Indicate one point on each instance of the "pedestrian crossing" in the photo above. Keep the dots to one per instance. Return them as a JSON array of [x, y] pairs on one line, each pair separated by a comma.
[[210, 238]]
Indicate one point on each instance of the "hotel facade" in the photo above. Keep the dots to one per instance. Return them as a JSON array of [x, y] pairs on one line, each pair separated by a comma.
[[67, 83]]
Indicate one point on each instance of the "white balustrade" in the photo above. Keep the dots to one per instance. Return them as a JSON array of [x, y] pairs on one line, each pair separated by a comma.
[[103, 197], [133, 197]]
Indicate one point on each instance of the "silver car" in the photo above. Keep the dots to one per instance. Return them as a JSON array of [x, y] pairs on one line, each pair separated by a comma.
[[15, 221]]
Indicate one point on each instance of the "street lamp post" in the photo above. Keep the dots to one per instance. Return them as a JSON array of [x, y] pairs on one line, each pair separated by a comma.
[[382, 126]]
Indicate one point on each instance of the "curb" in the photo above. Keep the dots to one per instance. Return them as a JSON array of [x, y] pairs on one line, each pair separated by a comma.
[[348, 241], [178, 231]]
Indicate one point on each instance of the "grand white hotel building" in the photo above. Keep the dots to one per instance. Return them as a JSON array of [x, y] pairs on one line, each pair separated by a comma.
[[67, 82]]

****************************************

ASSIGNMENT: Write out all the entries exactly.

PROBLEM SOLUTION:
Indicate one point on each instance of the "pedestrian crossing" in the photo above. Keep the dots to one per instance. Return them as a JSON array of [x, y] pairs on one line, each pair separated by a comma.
[[210, 238]]
Indicate one point on each instance of the "hotel facade" in the photo above. Keep the dots to one per instance. Return them as a JSON array of [x, y] pairs on one line, each pair separated by a comma.
[[67, 83]]
Indicate one point on each instance of the "white balustrade" in the photo above. Keep the dots to one per instance. Return them as a JSON array of [x, y] pairs on one line, each pair separated by a comma.
[[103, 197], [133, 197]]
Indicate one point on each instance of the "silver car" in the photo above. Keep the dots to one per instance. Return them as a JSON array of [x, y] pairs on one line, each pair separated by a comma.
[[15, 221]]
Indicate one point on each instance of the "street lamp post" in the photo above. Keep the dots to one per instance. Return them as a JSON array of [x, y] pairs on one line, each pair separated by a comma.
[[382, 126]]
Indicate one point on each instance of the "curb" in the photo above. Keep the dots to one per instance. Return them as a JSON array of [x, y] pairs on one line, each pair separated by a comma.
[[348, 241], [178, 231]]
Indicate one point on each instance of the "grand white hotel building" in the photo above. Keep the dots to one per instance. Return them as a JSON array of [x, y] pairs on one line, each pair separated by a comma.
[[67, 82]]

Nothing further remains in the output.